请将下面介绍Debezium和PostgreSQL的文章一字不差地完整重抄一遍。

-------- 给定文章

掘金 后端 ( ) • 2024-04-07 15:10

1.Debezium和postgres介绍

Debezium

是一个开源项目,为捕获数据更改(change data capture,CDC)提供了一个低延迟的流式处理平台。你可以安装并且配置Debezium去监控你的数据库,然后你的应用就可以消费对数据库的每一个行级别(row-level)的更改。只有已提交的更改才是可见的,所以你的应用不用担心事务(transaction)或者更改被回滚(roll back)。Debezium为所有的数据库更改事件提供了一个统一的模型,所以你的应用不用担心每一种数据库管理系统的错综复杂性。另外,由于Debezium用持久化的、有副本备份的日志来记录数据库数据变化的历史,因此,你的应用可以随时停止再重启,而不会错过它停止运行时发生的事件,保证了所有的事件都能被正确地、完全地处理掉

postgres介绍

PostgreSQL是一个功能强大的开源数据库系统。经过长达15年以上的积极开发和不断改进,PostgreSQL已在可靠性、稳定性、数据一致性等获得了业内极高的声誉。目前PostgreSQL可以运行在所有主流操作系统上,包括Linux、Unix(AIX、BSD、HP-UX、SGI IRIX、Mac OS X、Solaris和Tru64)和Windows。PostgreSQL是完全的事务安全性数据库,完整地支持外键、联合、视图、触发器和存储过程(并支持多种语言开发存储过程)。它支持了大多数的SQL:2008标准的数据类型,包括整型、数值型、布尔型、字节型、字符型、日期型、时间间隔型和时间型,它也支持存储二进制的大对像,包括图片、声音和视频。PostgreSQL对很多高级开发语言有原生的编程接口,如C/C++、Java、.Net、Perl、Python、Ruby、Tcl 和ODBC以及其他语言等,也包含各种文档。

----------------
-------- 所给信息

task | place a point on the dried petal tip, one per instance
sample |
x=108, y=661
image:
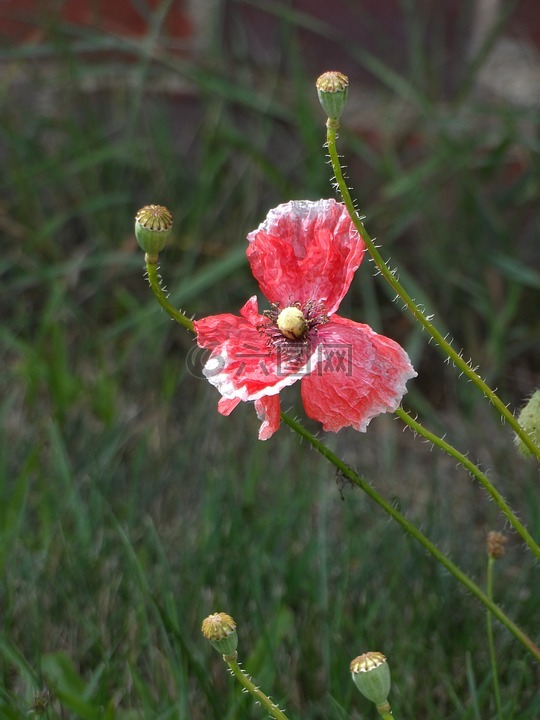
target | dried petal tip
x=220, y=630
x=529, y=419
x=371, y=675
x=153, y=225
x=495, y=544
x=333, y=89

----------------

• **书面解答**:
掘金 后端 ( ) • 2024-04-07 15:10

1.Debezium和postgres介绍

Debezium

是一个开源项目,为捕获数据更改(change data capture,CDC)提供了一个低延迟的流式处理平台。你可以安装并且配置Debezium去监控你的数据库,然后你的应用就可以消费对数据库的每一个行级别(row-level)的更改。只有已提交的更改才是可见的,所以你的应用不用担心事务(transaction)或者更改被回滚(roll back)。Debezium为所有的数据库更改事件提供了一个统一的模型,所以你的应用不用担心每一种数据库管理系统的错综复杂性。另外,由于Debezium用持久化的、有副本备份的日志来记录数据库数据变化的历史,因此,你的应用可以随时停止再重启,而不会错过它停止运行时发生的事件,保证了所有的事件都能被正确地、完全地处理掉

postgres介绍

PostgreSQL是一个功能强大的开源数据库系统。经过长达15年以上的积极开发和不断改进,PostgreSQL已在可靠性、稳定性、数据一致性等获得了业内极高的声誉。目前PostgreSQL可以运行在所有主流操作系统上,包括Linux、Unix(AIX、BSD、HP-UX、SGI IRIX、Mac OS X、Solaris和Tru64)和Windows。PostgreSQL是完全的事务安全性数据库,完整地支持外键、联合、视图、触发器和存储过程(并支持多种语言开发存储过程)。它支持了大多数的SQL:2008标准的数据类型,包括整型、数值型、布尔型、字节型、字符型、日期型、时间间隔型和时间型,它也支持存储二进制的大对像,包括图片、声音和视频。PostgreSQL对很多高级开发语言有原生的编程接口,如C/C++、Java、.Net、Perl、Python、Ruby、Tcl 和ODBC以及其他语言等,也包含各种文档。